▶ [Exercise]: Word for word, transcribe the lines from the one containing "Reviewer check: every instance of the white" through the end of the entries, both included, and nothing else.
* start *
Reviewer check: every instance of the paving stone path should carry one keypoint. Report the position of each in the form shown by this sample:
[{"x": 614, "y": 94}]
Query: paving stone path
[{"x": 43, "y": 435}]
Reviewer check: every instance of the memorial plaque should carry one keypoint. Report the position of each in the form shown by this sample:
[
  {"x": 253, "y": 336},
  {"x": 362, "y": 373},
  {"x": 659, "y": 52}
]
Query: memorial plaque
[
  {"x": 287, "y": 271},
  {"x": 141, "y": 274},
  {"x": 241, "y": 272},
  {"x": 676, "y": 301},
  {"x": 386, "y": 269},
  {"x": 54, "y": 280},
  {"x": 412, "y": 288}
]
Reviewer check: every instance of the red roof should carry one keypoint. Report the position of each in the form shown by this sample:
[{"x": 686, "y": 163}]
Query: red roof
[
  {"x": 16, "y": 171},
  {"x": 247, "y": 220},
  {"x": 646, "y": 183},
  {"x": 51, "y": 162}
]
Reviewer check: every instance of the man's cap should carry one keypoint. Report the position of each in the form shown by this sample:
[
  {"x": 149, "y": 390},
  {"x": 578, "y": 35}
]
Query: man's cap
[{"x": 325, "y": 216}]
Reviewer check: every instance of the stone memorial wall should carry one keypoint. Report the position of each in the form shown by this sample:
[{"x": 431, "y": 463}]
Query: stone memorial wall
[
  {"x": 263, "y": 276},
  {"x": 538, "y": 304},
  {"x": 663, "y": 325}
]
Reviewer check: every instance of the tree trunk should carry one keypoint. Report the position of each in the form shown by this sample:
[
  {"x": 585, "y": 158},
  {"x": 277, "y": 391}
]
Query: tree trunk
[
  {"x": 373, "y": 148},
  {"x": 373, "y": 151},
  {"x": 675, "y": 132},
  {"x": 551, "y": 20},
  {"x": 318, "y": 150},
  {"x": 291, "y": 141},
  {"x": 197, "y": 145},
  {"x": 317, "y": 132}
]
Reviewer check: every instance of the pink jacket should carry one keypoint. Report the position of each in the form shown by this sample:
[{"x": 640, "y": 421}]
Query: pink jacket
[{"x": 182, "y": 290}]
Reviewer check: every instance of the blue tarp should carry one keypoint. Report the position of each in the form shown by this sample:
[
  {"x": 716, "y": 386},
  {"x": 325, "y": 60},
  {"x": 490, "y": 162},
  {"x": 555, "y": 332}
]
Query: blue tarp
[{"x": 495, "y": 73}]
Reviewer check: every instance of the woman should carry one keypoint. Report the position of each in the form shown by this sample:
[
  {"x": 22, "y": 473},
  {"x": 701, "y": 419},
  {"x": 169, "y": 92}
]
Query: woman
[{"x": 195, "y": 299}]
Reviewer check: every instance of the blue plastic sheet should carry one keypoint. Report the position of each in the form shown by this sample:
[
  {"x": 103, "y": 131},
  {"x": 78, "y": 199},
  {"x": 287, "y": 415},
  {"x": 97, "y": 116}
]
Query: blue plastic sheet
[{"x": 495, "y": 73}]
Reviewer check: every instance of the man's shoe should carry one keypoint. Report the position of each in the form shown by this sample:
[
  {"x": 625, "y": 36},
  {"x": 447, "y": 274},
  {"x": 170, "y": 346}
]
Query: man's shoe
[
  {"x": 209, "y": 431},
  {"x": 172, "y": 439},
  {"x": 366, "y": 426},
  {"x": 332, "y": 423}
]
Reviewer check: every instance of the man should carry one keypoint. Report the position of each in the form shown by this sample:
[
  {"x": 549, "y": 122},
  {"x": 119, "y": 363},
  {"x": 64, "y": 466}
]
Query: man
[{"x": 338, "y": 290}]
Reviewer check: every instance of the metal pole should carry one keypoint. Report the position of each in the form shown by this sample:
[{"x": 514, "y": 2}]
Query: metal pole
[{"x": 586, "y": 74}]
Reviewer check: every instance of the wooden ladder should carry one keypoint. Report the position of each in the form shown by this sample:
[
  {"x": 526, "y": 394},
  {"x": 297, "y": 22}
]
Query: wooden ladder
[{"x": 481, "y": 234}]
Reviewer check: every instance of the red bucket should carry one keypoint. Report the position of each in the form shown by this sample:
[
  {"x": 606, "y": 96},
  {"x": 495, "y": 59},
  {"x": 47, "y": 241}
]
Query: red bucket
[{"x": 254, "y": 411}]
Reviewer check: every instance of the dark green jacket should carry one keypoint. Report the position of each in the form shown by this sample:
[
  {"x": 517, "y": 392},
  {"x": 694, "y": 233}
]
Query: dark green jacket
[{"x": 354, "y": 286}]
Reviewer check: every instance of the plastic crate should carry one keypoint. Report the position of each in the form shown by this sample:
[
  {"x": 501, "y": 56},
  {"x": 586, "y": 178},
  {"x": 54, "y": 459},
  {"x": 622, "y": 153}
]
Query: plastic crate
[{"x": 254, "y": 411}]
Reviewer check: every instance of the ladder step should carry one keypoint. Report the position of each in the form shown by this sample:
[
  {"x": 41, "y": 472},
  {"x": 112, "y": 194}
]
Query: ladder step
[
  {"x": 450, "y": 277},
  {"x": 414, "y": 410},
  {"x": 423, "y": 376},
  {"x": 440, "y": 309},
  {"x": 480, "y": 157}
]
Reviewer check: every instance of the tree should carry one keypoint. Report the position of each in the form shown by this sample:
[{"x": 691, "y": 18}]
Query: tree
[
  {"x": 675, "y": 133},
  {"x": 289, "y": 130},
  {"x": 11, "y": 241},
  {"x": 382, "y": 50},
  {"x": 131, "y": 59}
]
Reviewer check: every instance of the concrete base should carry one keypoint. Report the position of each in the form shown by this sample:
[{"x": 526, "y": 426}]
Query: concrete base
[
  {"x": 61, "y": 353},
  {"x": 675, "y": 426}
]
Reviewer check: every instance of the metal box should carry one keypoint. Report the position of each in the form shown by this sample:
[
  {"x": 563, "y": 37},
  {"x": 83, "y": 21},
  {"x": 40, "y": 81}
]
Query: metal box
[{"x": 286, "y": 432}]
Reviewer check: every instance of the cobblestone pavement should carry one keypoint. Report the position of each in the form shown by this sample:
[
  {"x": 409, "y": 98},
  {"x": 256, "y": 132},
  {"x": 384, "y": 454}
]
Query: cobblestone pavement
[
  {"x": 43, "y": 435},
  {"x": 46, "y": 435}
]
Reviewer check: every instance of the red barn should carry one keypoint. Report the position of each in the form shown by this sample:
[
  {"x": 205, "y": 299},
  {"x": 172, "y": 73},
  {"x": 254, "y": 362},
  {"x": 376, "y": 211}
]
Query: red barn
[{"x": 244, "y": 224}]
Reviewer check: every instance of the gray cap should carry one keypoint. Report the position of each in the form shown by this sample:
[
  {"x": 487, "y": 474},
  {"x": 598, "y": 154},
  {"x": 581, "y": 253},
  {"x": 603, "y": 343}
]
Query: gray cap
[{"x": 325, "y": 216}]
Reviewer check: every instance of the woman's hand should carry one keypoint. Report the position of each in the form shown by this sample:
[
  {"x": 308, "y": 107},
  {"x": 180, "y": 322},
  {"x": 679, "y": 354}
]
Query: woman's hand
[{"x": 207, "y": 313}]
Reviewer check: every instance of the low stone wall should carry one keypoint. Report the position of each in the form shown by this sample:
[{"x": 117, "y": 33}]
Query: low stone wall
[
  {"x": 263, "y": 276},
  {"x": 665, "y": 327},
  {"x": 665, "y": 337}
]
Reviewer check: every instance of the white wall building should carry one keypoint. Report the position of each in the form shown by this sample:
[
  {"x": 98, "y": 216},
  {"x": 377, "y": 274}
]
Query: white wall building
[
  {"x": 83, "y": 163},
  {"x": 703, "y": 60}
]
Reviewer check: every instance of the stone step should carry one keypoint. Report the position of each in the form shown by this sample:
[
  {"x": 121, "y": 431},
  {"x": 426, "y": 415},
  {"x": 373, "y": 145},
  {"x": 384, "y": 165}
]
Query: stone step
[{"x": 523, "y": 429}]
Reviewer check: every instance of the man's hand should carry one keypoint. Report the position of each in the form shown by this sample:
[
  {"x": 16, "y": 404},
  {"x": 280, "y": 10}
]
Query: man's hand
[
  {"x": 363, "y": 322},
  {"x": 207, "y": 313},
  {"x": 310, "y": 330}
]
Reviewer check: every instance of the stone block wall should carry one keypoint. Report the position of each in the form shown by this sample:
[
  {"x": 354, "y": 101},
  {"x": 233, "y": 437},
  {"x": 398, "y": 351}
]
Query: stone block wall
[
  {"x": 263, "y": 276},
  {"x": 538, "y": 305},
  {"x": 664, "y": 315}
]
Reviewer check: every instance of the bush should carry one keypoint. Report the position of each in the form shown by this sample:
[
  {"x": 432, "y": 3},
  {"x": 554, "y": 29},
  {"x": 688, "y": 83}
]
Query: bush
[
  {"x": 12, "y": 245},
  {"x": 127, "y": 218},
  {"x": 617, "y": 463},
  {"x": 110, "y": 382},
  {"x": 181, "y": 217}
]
* end *
▶ [Result for this exercise]:
Reviewer check: every instance of the white wall building should carry one keypoint. Report the position of each in the form shown by this sample:
[
  {"x": 98, "y": 216},
  {"x": 377, "y": 274}
]
Query: white wall building
[
  {"x": 83, "y": 163},
  {"x": 703, "y": 60}
]
Reviewer check: every instance of the stone step should carry one keypoint. Report the position of each in the form shown by this sample:
[
  {"x": 121, "y": 431},
  {"x": 426, "y": 415},
  {"x": 373, "y": 145},
  {"x": 384, "y": 165}
]
Query: stone step
[{"x": 523, "y": 429}]
Reviewer check: every instance of the man's hand should carry one keypoint. Report the position of each in the form shown by this sample:
[
  {"x": 16, "y": 404},
  {"x": 280, "y": 10}
]
Query: man's hand
[
  {"x": 363, "y": 322},
  {"x": 207, "y": 313},
  {"x": 310, "y": 330}
]
Reviewer check: every instance of the stone block wall should carry one keypoint. Report the position of each in the form shown by this sample:
[
  {"x": 354, "y": 101},
  {"x": 233, "y": 437},
  {"x": 398, "y": 351}
]
Query: stone block wall
[
  {"x": 263, "y": 276},
  {"x": 538, "y": 305},
  {"x": 664, "y": 315}
]
Reviewer check: every instance of the bush should carry one keypoint. Report the position of each in the form shown by this sample:
[
  {"x": 432, "y": 3},
  {"x": 554, "y": 29},
  {"x": 688, "y": 83}
]
Query: bush
[
  {"x": 12, "y": 245},
  {"x": 127, "y": 218},
  {"x": 617, "y": 463},
  {"x": 110, "y": 382},
  {"x": 181, "y": 217}
]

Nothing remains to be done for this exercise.